"""
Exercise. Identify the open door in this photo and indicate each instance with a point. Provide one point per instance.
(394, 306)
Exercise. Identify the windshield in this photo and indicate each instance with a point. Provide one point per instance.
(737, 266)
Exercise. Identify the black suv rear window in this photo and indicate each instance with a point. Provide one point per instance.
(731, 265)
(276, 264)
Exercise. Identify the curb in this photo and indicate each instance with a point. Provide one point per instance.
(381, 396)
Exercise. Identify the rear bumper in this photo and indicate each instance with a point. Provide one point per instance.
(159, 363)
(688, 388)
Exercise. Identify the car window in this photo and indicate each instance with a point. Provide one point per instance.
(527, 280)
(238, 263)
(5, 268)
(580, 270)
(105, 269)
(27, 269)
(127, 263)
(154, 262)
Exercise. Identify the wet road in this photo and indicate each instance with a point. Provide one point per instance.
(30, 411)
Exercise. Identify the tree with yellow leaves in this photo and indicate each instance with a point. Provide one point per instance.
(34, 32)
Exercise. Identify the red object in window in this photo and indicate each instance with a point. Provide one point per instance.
"""
● **SET PROBLEM**
Revise the entries above by substituting "Locate" for every occurrence of "Identify", leaving all other wording unchanged.

● **SOLUTION TO THE PROBLEM**
Exercise. Locate the open door in this photo and indicate each instance with a point. Provide one point per instance.
(394, 306)
Exercise. Locate the windshield in this photo and indicate each instance with a point. Provide one point per instance.
(737, 266)
Exercise. Locate the black suv rear window in this photo and indicate each instance with a point. Provide one point per instance.
(731, 265)
(276, 264)
Exercise. Locate the curb in this photo and indicate each instance with a point. Provide one point per instance.
(381, 396)
Exercise. Locate the rear bumper in this photo and indicate each instance with a point. Provide one point per instance.
(159, 363)
(688, 388)
Exercise. Locate the car window in this photo and indicate each instance with a point. Provide one point per instance.
(527, 280)
(238, 263)
(5, 268)
(580, 270)
(105, 269)
(27, 269)
(127, 263)
(154, 262)
Exercise. Locate the wet road in this photo and indicate each instance with a point. Provide one point per instance.
(30, 411)
Exercise. Locate the tree with yellow leaves in this photo and indicate each instance with a point. Provide one point per instance.
(34, 32)
Exercise. Locate the red object in window in this photo and indicate each instance with a point. Provide one point per instance.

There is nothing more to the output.